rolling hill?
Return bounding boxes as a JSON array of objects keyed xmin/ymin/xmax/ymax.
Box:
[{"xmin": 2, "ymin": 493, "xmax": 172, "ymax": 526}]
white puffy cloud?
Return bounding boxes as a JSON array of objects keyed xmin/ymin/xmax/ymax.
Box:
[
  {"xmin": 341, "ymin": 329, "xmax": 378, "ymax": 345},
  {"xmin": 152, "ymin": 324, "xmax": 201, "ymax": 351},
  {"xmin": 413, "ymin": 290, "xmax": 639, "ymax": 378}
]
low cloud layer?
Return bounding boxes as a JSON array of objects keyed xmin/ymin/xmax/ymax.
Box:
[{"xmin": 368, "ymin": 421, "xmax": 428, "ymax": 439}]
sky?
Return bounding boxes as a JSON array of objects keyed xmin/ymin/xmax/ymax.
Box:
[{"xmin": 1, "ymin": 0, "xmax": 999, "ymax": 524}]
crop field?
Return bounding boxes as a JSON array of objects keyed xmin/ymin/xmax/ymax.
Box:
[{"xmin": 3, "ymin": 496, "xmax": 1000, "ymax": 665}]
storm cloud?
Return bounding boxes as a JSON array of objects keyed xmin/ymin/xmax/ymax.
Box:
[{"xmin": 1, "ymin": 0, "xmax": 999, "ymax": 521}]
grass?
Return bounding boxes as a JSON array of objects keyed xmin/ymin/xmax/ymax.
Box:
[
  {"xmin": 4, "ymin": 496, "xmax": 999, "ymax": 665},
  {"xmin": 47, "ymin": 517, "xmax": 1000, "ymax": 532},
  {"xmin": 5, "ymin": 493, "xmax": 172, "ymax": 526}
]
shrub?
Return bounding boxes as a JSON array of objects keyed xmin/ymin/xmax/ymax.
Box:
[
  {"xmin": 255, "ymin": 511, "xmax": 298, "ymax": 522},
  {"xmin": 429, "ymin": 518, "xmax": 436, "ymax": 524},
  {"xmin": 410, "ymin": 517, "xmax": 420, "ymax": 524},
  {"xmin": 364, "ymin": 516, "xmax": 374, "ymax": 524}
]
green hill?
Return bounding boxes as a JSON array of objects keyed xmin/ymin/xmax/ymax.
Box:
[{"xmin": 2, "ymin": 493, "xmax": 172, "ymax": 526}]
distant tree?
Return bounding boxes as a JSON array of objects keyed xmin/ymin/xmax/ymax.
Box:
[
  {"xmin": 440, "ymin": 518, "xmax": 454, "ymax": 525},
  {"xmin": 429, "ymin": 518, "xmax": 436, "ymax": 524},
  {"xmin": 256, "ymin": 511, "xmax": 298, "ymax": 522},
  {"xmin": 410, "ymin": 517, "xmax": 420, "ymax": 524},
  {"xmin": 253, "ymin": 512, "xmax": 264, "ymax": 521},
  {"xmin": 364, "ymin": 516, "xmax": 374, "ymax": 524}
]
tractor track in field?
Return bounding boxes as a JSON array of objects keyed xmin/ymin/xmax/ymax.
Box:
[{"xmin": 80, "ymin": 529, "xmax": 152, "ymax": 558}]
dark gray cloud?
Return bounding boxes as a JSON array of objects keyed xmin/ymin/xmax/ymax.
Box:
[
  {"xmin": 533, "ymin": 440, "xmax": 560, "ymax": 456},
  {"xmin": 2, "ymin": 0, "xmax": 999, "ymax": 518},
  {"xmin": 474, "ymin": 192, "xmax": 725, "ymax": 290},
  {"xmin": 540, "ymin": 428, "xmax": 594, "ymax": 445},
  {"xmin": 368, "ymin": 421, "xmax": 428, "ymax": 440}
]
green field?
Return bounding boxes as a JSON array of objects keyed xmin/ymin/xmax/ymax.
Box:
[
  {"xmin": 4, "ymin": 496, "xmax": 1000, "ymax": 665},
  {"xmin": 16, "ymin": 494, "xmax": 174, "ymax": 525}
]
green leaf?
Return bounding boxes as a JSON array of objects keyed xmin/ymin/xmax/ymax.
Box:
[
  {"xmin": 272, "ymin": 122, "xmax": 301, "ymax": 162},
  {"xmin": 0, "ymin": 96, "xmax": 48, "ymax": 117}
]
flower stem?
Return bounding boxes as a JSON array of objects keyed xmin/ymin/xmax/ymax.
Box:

Your assignment.
Reproduce the records above exactly, from the first line to the line that holds "low cloud layer?", inclusive, and omit everything after it.

Output of the task.
rolling hill?
Return bounding boxes as a JSON array of objects keyed xmin/ymin/xmax/ymax.
Box:
[{"xmin": 2, "ymin": 493, "xmax": 172, "ymax": 526}]
white puffy cloud?
Return bounding boxes as a JSON array of objects keyed xmin/ymin/xmax/ymax.
Box:
[
  {"xmin": 341, "ymin": 329, "xmax": 378, "ymax": 345},
  {"xmin": 152, "ymin": 324, "xmax": 201, "ymax": 351},
  {"xmin": 413, "ymin": 290, "xmax": 639, "ymax": 378}
]
low cloud layer?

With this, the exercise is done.